-- Problem to solve --
All the data should be transcribed exactly, with every line kept.

-- Entries shown --
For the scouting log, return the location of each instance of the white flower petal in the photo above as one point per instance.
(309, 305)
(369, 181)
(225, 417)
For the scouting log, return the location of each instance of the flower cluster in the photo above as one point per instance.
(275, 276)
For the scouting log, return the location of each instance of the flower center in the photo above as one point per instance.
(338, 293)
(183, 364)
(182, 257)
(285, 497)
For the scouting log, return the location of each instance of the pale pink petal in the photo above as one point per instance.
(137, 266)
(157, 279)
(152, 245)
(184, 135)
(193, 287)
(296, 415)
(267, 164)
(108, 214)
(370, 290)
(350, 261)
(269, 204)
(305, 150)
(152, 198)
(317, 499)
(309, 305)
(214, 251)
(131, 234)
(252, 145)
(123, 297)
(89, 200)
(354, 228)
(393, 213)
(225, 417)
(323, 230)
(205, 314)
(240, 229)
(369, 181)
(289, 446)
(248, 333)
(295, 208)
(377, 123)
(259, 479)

-- Solution --
For the scouting log, return the location of each instance of the white flower petal in the photo above as one point per instance.
(309, 305)
(369, 181)
(225, 417)
For the scouting log, return the location of each instance of the flower cluster in the photo above as one point per instance.
(275, 276)
For the scouting log, return the location of each instance of the flower center in the photo above as one point per instance.
(338, 293)
(183, 364)
(182, 257)
(285, 497)
For the scouting log, return the location of each instance of the pale pink petal in the photo above as one point per instance.
(137, 266)
(157, 279)
(152, 245)
(184, 135)
(193, 287)
(296, 415)
(267, 164)
(108, 214)
(370, 290)
(350, 261)
(269, 204)
(305, 150)
(152, 198)
(317, 499)
(309, 305)
(214, 251)
(131, 234)
(252, 145)
(123, 297)
(89, 200)
(354, 228)
(393, 213)
(225, 417)
(323, 230)
(205, 314)
(240, 229)
(369, 181)
(289, 446)
(248, 333)
(295, 208)
(377, 123)
(259, 479)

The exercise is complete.